> _PROBLEM_:
Retype, without changes, every line from the line that contains "Task: tag the cobblestone paving" through the final line of the records. Exclude pictures.

> _Pointing dataset records_:
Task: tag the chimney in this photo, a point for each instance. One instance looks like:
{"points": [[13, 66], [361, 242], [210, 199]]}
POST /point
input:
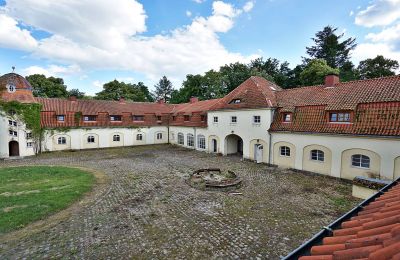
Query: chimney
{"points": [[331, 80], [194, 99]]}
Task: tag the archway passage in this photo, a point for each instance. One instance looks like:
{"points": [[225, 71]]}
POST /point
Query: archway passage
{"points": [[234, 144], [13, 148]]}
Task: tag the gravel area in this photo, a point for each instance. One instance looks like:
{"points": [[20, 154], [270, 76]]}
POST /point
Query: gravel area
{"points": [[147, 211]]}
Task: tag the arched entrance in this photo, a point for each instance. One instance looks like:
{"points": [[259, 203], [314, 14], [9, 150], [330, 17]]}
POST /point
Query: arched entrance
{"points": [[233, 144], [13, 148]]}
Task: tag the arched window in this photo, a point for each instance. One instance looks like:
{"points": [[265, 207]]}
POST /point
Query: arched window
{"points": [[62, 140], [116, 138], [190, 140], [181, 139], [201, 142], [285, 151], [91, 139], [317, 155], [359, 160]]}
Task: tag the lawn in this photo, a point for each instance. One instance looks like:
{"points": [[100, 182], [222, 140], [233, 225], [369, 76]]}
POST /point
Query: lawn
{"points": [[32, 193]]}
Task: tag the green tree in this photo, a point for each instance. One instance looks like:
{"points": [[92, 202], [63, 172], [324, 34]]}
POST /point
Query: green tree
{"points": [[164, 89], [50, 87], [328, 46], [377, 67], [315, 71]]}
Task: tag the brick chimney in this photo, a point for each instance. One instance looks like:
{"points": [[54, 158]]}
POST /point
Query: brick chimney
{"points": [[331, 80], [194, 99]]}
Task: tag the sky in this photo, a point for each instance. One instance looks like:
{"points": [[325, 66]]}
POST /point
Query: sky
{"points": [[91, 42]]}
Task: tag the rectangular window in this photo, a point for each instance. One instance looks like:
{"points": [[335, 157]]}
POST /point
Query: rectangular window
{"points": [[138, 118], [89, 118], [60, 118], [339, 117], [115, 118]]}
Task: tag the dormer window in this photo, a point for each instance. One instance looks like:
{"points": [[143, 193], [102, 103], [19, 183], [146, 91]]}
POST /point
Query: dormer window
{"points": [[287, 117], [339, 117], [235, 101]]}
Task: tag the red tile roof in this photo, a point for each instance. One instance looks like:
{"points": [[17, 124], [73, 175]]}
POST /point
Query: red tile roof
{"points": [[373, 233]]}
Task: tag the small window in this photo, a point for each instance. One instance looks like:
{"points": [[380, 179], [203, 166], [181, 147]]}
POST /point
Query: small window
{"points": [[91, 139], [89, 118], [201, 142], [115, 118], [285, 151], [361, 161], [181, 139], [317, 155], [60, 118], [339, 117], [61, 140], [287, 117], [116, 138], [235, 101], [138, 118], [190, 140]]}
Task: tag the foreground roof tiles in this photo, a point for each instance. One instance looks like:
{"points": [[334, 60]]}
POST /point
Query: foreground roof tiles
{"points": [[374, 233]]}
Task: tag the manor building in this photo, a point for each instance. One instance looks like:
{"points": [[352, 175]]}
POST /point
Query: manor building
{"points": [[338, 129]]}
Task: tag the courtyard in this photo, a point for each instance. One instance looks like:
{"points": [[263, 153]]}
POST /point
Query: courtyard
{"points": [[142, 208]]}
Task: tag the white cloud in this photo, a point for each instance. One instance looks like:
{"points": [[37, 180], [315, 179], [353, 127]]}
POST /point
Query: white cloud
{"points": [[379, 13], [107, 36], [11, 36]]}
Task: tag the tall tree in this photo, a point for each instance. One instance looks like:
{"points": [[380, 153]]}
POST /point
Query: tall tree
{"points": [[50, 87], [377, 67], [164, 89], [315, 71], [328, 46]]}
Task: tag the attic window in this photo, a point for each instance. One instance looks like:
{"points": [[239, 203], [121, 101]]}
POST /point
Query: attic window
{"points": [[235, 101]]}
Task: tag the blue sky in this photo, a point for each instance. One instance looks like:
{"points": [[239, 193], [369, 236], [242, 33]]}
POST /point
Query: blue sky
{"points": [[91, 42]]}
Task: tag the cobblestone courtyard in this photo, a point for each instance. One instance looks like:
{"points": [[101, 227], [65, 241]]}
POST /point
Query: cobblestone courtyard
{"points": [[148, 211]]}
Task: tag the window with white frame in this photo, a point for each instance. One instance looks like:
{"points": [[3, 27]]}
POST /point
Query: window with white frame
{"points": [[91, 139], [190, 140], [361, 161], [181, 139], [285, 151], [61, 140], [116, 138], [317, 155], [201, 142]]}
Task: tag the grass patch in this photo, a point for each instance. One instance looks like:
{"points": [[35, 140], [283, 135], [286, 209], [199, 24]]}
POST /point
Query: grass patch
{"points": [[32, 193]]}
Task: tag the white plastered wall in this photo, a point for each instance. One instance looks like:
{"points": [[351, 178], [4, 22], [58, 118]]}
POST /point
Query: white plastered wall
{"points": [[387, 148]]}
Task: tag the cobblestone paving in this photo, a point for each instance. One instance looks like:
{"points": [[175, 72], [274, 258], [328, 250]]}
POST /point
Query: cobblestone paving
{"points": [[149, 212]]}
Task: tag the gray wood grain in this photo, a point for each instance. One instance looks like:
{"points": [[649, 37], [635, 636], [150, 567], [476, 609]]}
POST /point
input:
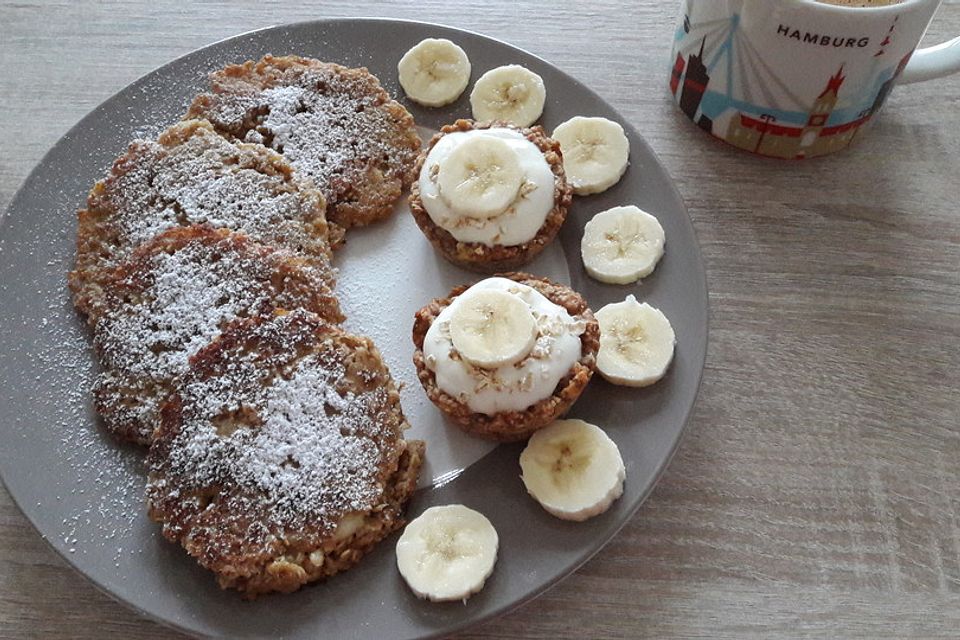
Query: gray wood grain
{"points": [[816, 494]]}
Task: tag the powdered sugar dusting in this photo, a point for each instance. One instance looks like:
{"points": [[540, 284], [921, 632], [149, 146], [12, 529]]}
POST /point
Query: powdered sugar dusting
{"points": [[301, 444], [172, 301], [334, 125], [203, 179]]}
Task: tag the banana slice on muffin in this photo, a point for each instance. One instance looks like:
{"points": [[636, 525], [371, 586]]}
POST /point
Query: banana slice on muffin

> _TASK ANSWER_:
Task: tag the cobblestone paving in this photo, a point for each instance. One instance looks like:
{"points": [[175, 72], [274, 258], [328, 250]]}
POST /point
Query: cobblestone paving
{"points": [[149, 212]]}
Task: tag the gray wood grain in this photo, a point for each instance. One instance looks like:
{"points": [[649, 37], [635, 636], [150, 567], [476, 609]]}
POST /point
input:
Query: gray wood grain
{"points": [[816, 494]]}
Task: tag the powdered sugar dusting in this photo, a point for each instance. One instance looks like:
{"points": [[540, 284], [921, 632], [149, 146], [12, 529]]}
POST /point
Query: powdered sugar dusting
{"points": [[301, 444], [172, 301], [334, 125], [203, 179]]}
Task: tag the banana slice on muffin in this photo, a point for each instance. One instance looks like:
{"points": [[636, 525], [371, 586]]}
POST /point
Query: banana slice on muffin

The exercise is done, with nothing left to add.